TASK BRIEF: Report every line in the records below that contains the word "tram", copying each such line in full.
__________
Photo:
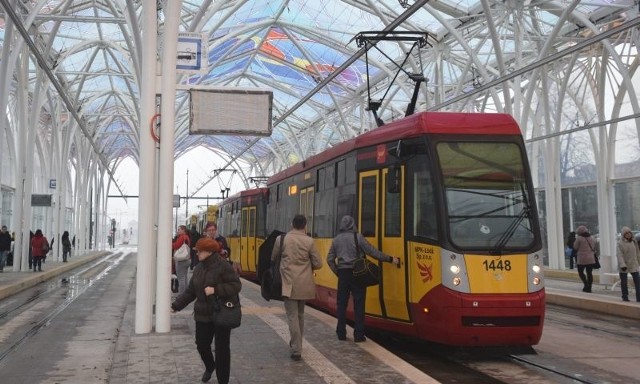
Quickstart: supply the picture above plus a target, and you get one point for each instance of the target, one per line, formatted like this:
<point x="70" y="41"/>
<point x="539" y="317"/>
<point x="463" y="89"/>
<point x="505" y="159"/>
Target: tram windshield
<point x="487" y="196"/>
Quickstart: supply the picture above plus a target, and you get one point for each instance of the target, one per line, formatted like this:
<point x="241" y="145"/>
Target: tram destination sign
<point x="41" y="200"/>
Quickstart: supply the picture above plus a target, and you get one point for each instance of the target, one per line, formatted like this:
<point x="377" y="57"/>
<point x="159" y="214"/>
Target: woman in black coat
<point x="212" y="276"/>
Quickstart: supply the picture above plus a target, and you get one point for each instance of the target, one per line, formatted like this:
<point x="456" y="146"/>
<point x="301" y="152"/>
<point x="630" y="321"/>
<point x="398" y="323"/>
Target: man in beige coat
<point x="299" y="258"/>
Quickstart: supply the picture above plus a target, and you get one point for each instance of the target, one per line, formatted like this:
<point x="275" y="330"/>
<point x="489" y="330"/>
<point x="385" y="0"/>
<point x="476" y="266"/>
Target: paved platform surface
<point x="260" y="353"/>
<point x="259" y="348"/>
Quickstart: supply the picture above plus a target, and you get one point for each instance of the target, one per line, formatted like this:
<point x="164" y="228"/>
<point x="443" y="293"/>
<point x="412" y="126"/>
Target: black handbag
<point x="365" y="272"/>
<point x="226" y="312"/>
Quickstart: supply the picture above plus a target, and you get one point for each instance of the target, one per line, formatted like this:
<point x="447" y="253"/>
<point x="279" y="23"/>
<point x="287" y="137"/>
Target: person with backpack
<point x="345" y="248"/>
<point x="39" y="249"/>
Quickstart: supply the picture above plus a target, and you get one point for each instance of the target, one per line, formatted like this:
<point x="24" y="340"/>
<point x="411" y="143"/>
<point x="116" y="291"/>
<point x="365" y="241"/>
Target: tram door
<point x="368" y="224"/>
<point x="381" y="222"/>
<point x="247" y="239"/>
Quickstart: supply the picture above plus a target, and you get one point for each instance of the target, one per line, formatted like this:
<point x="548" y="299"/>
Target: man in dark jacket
<point x="5" y="246"/>
<point x="345" y="249"/>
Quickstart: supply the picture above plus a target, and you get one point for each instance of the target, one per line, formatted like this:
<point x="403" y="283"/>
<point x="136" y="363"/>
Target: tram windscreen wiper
<point x="508" y="233"/>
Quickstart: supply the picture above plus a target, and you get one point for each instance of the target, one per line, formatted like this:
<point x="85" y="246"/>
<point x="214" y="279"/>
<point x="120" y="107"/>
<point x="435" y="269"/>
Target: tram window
<point x="392" y="214"/>
<point x="330" y="176"/>
<point x="341" y="178"/>
<point x="368" y="208"/>
<point x="252" y="223"/>
<point x="323" y="217"/>
<point x="351" y="170"/>
<point x="425" y="222"/>
<point x="321" y="180"/>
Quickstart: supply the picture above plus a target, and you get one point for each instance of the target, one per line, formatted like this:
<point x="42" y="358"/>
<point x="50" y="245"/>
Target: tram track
<point x="74" y="286"/>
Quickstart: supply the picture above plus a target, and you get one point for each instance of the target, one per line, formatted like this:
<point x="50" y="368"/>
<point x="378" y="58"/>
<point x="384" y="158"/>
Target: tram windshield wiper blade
<point x="508" y="233"/>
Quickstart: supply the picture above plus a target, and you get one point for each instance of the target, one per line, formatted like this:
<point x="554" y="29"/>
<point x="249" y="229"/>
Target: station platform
<point x="260" y="352"/>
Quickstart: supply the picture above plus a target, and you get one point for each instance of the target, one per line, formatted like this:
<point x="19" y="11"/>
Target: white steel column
<point x="22" y="218"/>
<point x="146" y="213"/>
<point x="165" y="182"/>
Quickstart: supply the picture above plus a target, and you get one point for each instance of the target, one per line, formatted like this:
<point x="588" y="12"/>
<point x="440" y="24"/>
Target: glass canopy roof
<point x="305" y="52"/>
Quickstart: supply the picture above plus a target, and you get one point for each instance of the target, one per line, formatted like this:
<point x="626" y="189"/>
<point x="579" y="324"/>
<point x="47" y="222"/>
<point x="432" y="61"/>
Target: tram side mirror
<point x="394" y="179"/>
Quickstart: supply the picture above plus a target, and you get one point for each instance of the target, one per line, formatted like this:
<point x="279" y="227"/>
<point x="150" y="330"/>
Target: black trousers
<point x="346" y="286"/>
<point x="205" y="334"/>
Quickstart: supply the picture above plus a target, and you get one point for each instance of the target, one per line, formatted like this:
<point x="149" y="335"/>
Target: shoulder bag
<point x="226" y="312"/>
<point x="183" y="253"/>
<point x="365" y="272"/>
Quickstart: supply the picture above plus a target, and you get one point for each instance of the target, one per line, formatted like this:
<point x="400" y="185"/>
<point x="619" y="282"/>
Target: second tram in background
<point x="450" y="194"/>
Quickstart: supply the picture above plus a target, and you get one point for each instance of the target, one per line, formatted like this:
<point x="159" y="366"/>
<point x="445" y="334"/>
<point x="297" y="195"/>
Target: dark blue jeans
<point x="624" y="287"/>
<point x="346" y="286"/>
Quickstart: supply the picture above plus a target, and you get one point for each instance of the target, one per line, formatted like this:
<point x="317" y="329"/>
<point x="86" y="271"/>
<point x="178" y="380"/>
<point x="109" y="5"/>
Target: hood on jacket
<point x="347" y="224"/>
<point x="582" y="230"/>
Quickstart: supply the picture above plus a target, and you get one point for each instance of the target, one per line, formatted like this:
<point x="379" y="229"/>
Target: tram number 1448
<point x="494" y="265"/>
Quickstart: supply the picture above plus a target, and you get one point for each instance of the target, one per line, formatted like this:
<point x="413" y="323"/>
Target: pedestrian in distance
<point x="211" y="231"/>
<point x="66" y="246"/>
<point x="5" y="246"/>
<point x="194" y="236"/>
<point x="628" y="255"/>
<point x="573" y="254"/>
<point x="182" y="266"/>
<point x="211" y="276"/>
<point x="585" y="246"/>
<point x="341" y="257"/>
<point x="39" y="249"/>
<point x="298" y="259"/>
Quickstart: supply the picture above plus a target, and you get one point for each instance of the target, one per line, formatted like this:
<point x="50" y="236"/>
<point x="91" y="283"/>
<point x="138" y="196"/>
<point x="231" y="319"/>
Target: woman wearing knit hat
<point x="212" y="276"/>
<point x="628" y="256"/>
<point x="585" y="245"/>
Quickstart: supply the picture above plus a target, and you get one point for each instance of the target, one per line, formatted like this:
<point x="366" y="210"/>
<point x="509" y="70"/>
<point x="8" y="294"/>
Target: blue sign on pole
<point x="190" y="53"/>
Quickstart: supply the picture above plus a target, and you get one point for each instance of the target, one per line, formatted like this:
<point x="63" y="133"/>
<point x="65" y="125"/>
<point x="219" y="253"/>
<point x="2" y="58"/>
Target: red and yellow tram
<point x="450" y="194"/>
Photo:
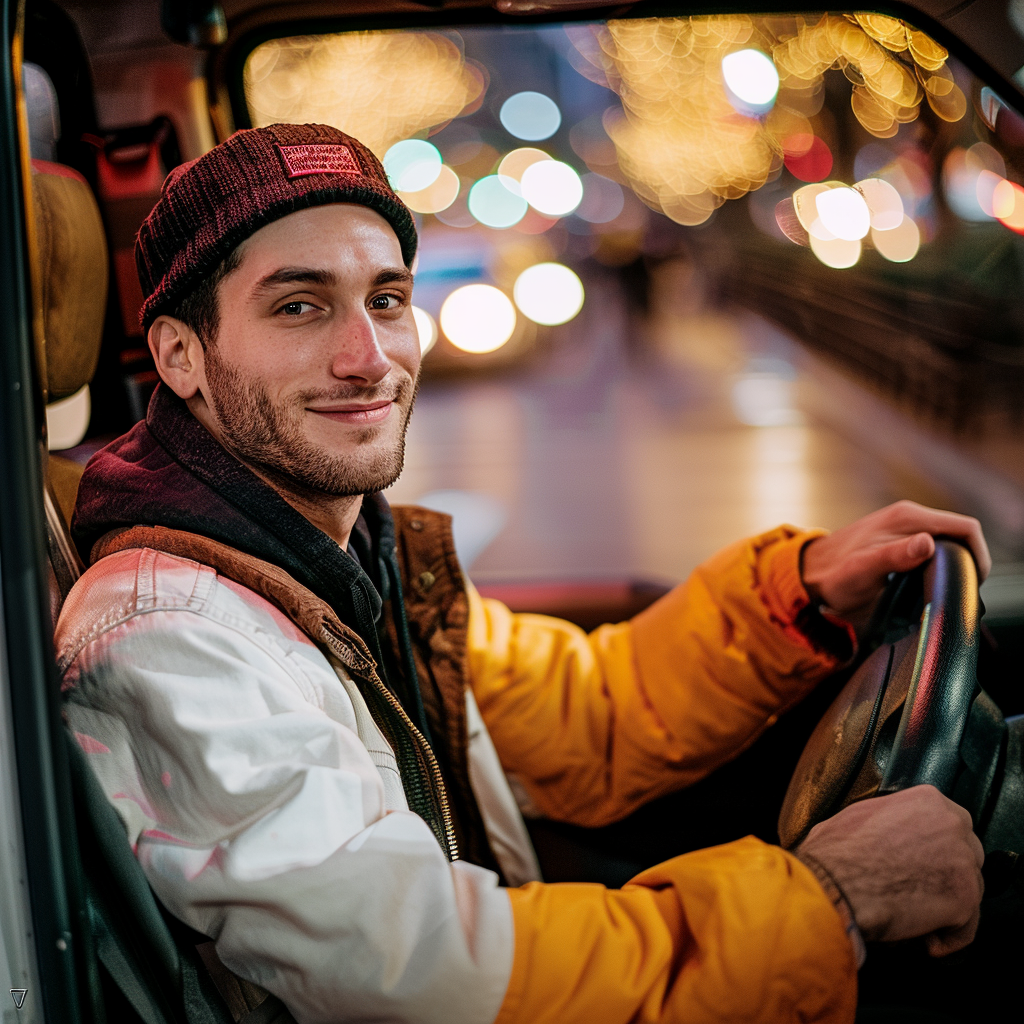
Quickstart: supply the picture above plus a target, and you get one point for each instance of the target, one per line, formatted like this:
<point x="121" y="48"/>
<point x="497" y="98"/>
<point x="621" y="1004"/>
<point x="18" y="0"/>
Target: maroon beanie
<point x="211" y="205"/>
__________
SOLUTION TO THE EXERCISE:
Target: tram windshield
Target: tram destination sign
Target: tram door
Target: tram windscreen wiper
Target: tram window
Target: tram track
Target: tram windshield wiper blade
Target: tram side mirror
Target: second tram in background
Target: tram number 1448
Target: red and yellow tram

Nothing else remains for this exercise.